> **YOUR ASSIGNMENT**
Write out, from the entries below, exactly the lines that run between the lines holding "Every <instance> block" and "box: [329, 589, 354, 621]", inclusive, and stop there.

> **SUPPLIED ENTRIES**

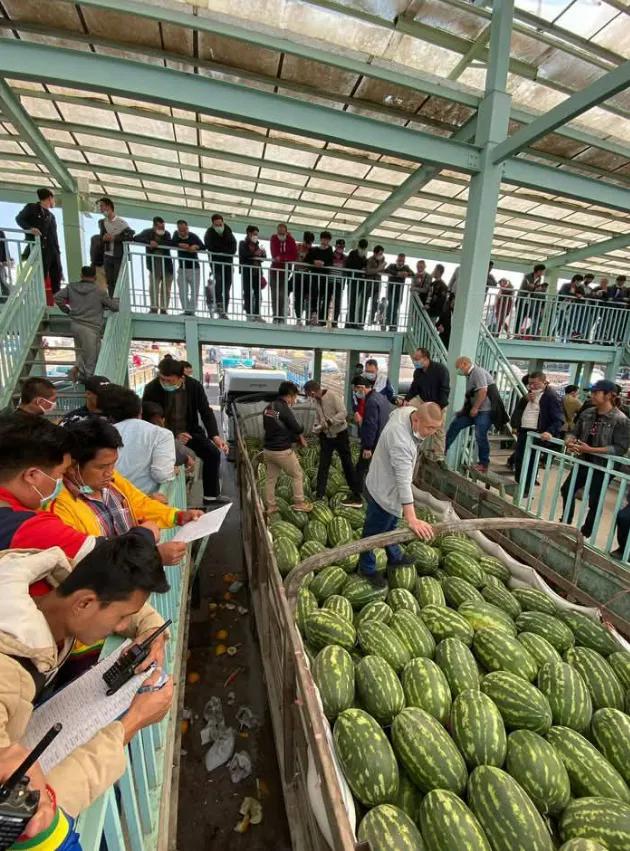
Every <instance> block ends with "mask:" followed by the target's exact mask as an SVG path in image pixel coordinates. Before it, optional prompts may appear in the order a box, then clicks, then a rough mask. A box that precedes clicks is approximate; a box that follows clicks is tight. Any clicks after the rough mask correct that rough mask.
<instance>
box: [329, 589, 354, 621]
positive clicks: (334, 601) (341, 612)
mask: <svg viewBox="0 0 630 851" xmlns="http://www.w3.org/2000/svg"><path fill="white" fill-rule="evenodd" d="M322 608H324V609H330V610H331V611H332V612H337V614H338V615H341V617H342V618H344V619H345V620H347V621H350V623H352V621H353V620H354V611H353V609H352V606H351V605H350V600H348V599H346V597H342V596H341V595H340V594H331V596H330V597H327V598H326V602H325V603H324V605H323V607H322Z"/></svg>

==

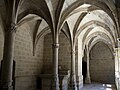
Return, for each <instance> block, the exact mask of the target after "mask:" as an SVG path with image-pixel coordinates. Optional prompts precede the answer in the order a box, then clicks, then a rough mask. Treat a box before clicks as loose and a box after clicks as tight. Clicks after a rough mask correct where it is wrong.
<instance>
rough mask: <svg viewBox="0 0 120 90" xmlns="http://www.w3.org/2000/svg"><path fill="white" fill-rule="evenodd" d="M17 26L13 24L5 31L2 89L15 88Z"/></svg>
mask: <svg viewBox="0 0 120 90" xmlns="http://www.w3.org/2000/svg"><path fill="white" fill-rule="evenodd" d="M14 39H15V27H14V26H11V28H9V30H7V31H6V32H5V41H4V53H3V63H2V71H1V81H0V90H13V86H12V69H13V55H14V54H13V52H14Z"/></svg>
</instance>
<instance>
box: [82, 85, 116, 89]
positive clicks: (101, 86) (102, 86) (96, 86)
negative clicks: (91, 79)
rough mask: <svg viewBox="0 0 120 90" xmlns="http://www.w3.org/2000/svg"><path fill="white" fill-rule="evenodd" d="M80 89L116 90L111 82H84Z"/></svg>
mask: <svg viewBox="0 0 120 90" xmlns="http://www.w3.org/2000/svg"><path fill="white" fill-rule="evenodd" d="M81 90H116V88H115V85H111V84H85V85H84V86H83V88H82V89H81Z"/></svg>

==

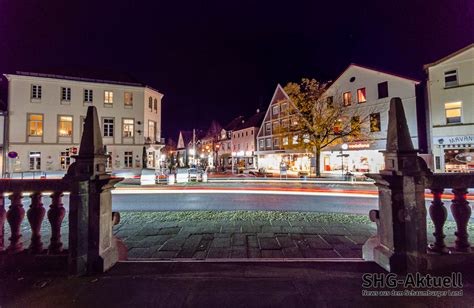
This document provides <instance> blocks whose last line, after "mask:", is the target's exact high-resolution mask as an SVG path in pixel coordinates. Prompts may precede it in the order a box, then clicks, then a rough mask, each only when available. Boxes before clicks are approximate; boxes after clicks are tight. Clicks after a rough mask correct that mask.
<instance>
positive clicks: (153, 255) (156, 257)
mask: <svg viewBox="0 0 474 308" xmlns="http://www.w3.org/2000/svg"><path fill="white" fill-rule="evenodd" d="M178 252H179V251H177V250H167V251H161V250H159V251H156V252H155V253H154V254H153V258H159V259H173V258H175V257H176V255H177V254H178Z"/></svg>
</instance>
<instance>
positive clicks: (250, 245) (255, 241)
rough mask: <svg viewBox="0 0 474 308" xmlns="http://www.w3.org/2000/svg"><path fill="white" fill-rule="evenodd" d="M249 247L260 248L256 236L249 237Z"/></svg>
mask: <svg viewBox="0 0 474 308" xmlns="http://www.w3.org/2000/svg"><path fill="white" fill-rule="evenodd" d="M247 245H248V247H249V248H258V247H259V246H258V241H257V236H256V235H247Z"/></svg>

> **YOUR RESPONSE**
Every <instance> block ends with "mask:" followed by the target's exact mask as an SVG path in image pixel coordinates. Before it, optional prompts may appear in the order a box, then clicks, then a rough mask. A box that precedes clicks is approximate; a box that follows clicks is tight. Any clicks after the rough mask correct that rough mask.
<instance>
box: [329, 589, 354, 621]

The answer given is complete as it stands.